- STATED EXERCISE
Please rewrite the data below with every "pawn" switched to "rook" and nothing else changed. Leave out the pictures.

** Start **

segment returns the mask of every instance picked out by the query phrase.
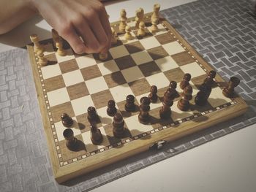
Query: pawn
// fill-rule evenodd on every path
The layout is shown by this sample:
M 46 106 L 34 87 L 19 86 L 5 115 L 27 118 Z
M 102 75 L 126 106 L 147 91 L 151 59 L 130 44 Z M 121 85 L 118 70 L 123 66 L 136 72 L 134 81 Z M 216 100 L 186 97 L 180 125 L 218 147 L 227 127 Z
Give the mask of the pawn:
M 154 18 L 151 19 L 151 26 L 150 28 L 150 31 L 151 31 L 151 33 L 155 33 L 158 30 L 158 27 L 157 27 L 157 23 L 158 23 L 158 19 L 156 18 Z
M 48 59 L 45 57 L 42 51 L 39 50 L 37 52 L 37 56 L 39 58 L 38 63 L 40 66 L 47 66 L 48 64 Z
M 75 150 L 78 147 L 78 139 L 74 137 L 73 131 L 68 128 L 63 131 L 63 136 L 66 139 L 66 145 L 70 150 Z
M 240 83 L 240 80 L 238 77 L 232 77 L 228 82 L 228 85 L 223 89 L 222 93 L 228 98 L 233 98 L 235 96 L 235 88 Z
M 182 93 L 182 99 L 178 101 L 177 107 L 181 111 L 187 111 L 190 108 L 189 100 L 192 99 L 192 88 L 190 85 L 184 88 Z
M 67 113 L 62 113 L 61 115 L 61 119 L 63 126 L 65 127 L 70 127 L 73 124 L 73 120 Z
M 107 53 L 103 53 L 103 52 L 99 53 L 99 59 L 102 60 L 102 61 L 105 61 L 105 60 L 107 60 L 108 58 L 108 52 L 107 52 Z
M 121 138 L 125 133 L 125 128 L 124 127 L 124 121 L 120 113 L 116 113 L 115 115 L 112 125 L 113 134 L 114 136 L 117 138 Z
M 124 34 L 124 37 L 127 40 L 131 40 L 132 39 L 132 35 L 131 34 L 132 32 L 132 29 L 131 27 L 129 26 L 127 26 L 125 27 L 125 34 Z
M 145 29 L 145 23 L 143 21 L 140 21 L 139 25 L 139 30 L 138 30 L 137 36 L 138 37 L 144 37 L 146 35 L 146 29 Z
M 116 112 L 115 101 L 113 100 L 109 100 L 108 102 L 107 114 L 110 117 L 113 117 Z
M 102 134 L 94 123 L 91 125 L 91 140 L 94 145 L 99 145 L 103 141 Z
M 148 111 L 150 110 L 150 99 L 146 96 L 143 96 L 140 99 L 140 112 L 138 115 L 139 121 L 140 123 L 147 124 L 150 120 L 148 114 Z
M 189 80 L 191 80 L 191 74 L 186 73 L 183 77 L 183 80 L 181 82 L 179 86 L 181 89 L 184 89 L 187 86 L 189 85 Z
M 63 48 L 63 45 L 62 45 L 62 42 L 61 41 L 56 42 L 56 48 L 58 49 L 57 53 L 58 53 L 59 55 L 62 56 L 62 57 L 67 55 L 66 50 Z
M 95 107 L 88 107 L 87 112 L 88 112 L 87 119 L 91 124 L 95 123 L 99 121 L 99 118 L 98 114 L 97 113 Z
M 152 85 L 150 88 L 150 93 L 148 95 L 148 99 L 151 101 L 151 103 L 156 103 L 158 99 L 157 96 L 157 87 L 156 85 Z
M 136 110 L 136 105 L 135 104 L 135 96 L 132 95 L 128 95 L 127 96 L 126 104 L 124 105 L 125 110 L 127 112 L 135 112 Z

** End **

- FULL OUTPUT
segment returns the mask of every instance picked out by the query phrase.
Query: rook
// fill-rule evenodd on every path
The layout is shown by this sample:
M 46 106 L 34 87 L 19 86 L 5 115 L 27 118 Z
M 102 75 L 126 106 L 147 91 L 151 59 L 130 44 Z M 121 85 L 118 70 L 123 66 L 136 72 L 134 81 Z M 216 100 L 186 97 L 180 125 L 218 147 L 227 127 Z
Give the mask of the rook:
M 154 18 L 151 19 L 151 26 L 150 28 L 150 31 L 151 31 L 151 33 L 155 33 L 158 30 L 158 27 L 157 27 L 157 23 L 158 23 L 158 19 L 156 18 Z
M 48 59 L 45 57 L 42 51 L 39 50 L 37 52 L 37 56 L 39 58 L 38 63 L 40 66 L 47 66 L 48 64 Z
M 75 150 L 78 147 L 78 139 L 74 137 L 73 131 L 68 128 L 63 131 L 63 136 L 66 139 L 66 145 L 70 150 Z
M 240 83 L 240 80 L 238 77 L 232 77 L 228 82 L 228 85 L 223 89 L 222 93 L 228 98 L 233 98 L 235 96 L 235 88 Z
M 182 93 L 182 99 L 178 101 L 177 107 L 181 111 L 187 111 L 190 108 L 189 100 L 192 99 L 192 88 L 190 85 L 184 88 Z
M 67 113 L 62 113 L 61 115 L 61 119 L 63 126 L 65 127 L 70 127 L 73 124 L 73 120 Z
M 107 53 L 103 53 L 103 52 L 99 53 L 99 59 L 102 60 L 102 61 L 105 61 L 105 60 L 107 60 L 108 58 L 108 52 L 107 52 Z
M 121 138 L 125 133 L 125 128 L 124 127 L 124 121 L 120 113 L 116 113 L 115 115 L 112 125 L 113 134 L 114 136 L 117 138 Z
M 124 34 L 124 37 L 127 40 L 131 40 L 132 39 L 132 35 L 131 34 L 132 32 L 132 29 L 131 27 L 129 26 L 127 26 L 125 27 L 125 34 Z
M 145 29 L 145 23 L 143 21 L 140 21 L 139 25 L 139 30 L 138 30 L 137 36 L 138 37 L 144 37 L 146 35 L 146 29 Z
M 116 112 L 115 101 L 113 100 L 109 100 L 108 102 L 107 114 L 110 117 L 113 117 Z
M 102 134 L 94 123 L 91 125 L 91 140 L 94 145 L 99 145 L 103 141 Z
M 148 111 L 150 110 L 150 99 L 146 96 L 143 96 L 140 99 L 140 112 L 138 115 L 139 121 L 140 123 L 147 124 L 150 120 L 148 114 Z
M 189 80 L 191 80 L 191 74 L 186 73 L 183 77 L 183 80 L 181 82 L 179 86 L 181 89 L 184 89 L 187 86 L 189 85 Z
M 63 48 L 63 45 L 62 45 L 62 42 L 61 41 L 56 42 L 56 48 L 58 49 L 57 53 L 58 53 L 59 55 L 62 56 L 62 57 L 67 55 L 66 50 Z
M 95 107 L 88 107 L 87 112 L 88 112 L 87 119 L 91 124 L 95 123 L 99 121 L 99 118 L 98 114 L 97 113 Z
M 152 85 L 150 88 L 150 93 L 148 95 L 148 99 L 151 101 L 151 103 L 156 103 L 158 99 L 157 96 L 157 87 L 156 85 Z
M 136 110 L 136 105 L 135 104 L 135 96 L 132 95 L 128 95 L 127 96 L 126 104 L 124 105 L 125 110 L 127 112 L 135 112 Z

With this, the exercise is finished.